The problem:
Write out the full listing exactly.
──────── Dataset records
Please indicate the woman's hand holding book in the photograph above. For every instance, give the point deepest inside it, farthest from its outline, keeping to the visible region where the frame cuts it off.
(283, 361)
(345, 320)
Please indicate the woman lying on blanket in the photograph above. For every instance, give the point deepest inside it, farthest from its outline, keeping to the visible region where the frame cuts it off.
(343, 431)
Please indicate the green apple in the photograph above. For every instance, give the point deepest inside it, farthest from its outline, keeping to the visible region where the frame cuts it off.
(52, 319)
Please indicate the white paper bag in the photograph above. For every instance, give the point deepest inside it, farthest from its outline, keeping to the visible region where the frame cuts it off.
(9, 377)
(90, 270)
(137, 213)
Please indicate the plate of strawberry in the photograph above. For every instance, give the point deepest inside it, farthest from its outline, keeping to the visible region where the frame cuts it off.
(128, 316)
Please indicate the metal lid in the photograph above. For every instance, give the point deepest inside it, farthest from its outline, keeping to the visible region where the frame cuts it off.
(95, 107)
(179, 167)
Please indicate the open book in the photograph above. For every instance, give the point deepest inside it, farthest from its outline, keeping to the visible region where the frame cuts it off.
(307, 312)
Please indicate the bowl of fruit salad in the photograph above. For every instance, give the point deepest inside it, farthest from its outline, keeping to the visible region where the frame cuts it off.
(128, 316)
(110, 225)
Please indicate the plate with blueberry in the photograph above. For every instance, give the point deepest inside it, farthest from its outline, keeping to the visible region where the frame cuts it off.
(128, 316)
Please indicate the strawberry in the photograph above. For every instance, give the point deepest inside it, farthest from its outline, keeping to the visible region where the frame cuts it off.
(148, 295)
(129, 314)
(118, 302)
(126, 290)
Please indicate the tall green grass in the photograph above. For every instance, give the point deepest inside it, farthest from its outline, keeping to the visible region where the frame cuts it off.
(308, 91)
────────────────
Answer to the exercise:
Please indicate the woman's hand holding book in the photograph above. For every instance, give the point deepest inside it, farthest from its outline, keeping to the visible region where the frame cuts it off.
(283, 361)
(345, 320)
Please indicate the woman lying on blanket in the photograph above. For every instance, give the point deepest inside it, farthest from its outline, keeping to the visible region where the frame cuts it off.
(343, 431)
Please indicate the green apple in the photograph above. For every instance, give the point deepest inside it, farthest from its outline, keeping to the visible region where the frame cuts it off.
(52, 319)
Please indicate the white paper bag in the photograph above. For every instance, give the point deepest inside it, farthest from its outline, keeping to the visible region where the frame cuts it off.
(9, 377)
(90, 270)
(137, 213)
Please indicate the plate of strawberry in the photograph above. For every instance, give the point deepest inside it, farthest from its outline, keeping to the visible region where the frame cuts it off.
(128, 316)
Please indicate the metal lid in the photograph above. For every instance, give the point deepest inside it, farthest from its outline, keeping to the visible region where the frame cuts it off.
(95, 107)
(179, 167)
Please indicate the open book in the photograph above. For every instance, give the point deepest inside it, farthest from its outline, keeping to the visible region where the frame cuts it off.
(307, 312)
Please indicate the bowl of fruit salad in the photograph above. For every instance, give the point deepest inside it, farthest from its outline, keeping to the visible region where the frame cuts it off.
(128, 316)
(110, 225)
Please indicate the plate with blueberry in the photograph above. For every instance, give the point deepest inside it, farthest from its outline, keeping to the visible region where the frame cuts it off.
(128, 316)
Please indicate the strawberry in the photograph above. For every instance, give the point deepest inside it, farthest from its outline, keeping to the visible region where the frame cuts it off.
(148, 295)
(129, 314)
(118, 302)
(126, 290)
Please indicate the tall green grass in the photograph above. For every instance, give the point deepest inside it, farthest from its outline, keeping to the visible region where the frame cuts it off.
(308, 91)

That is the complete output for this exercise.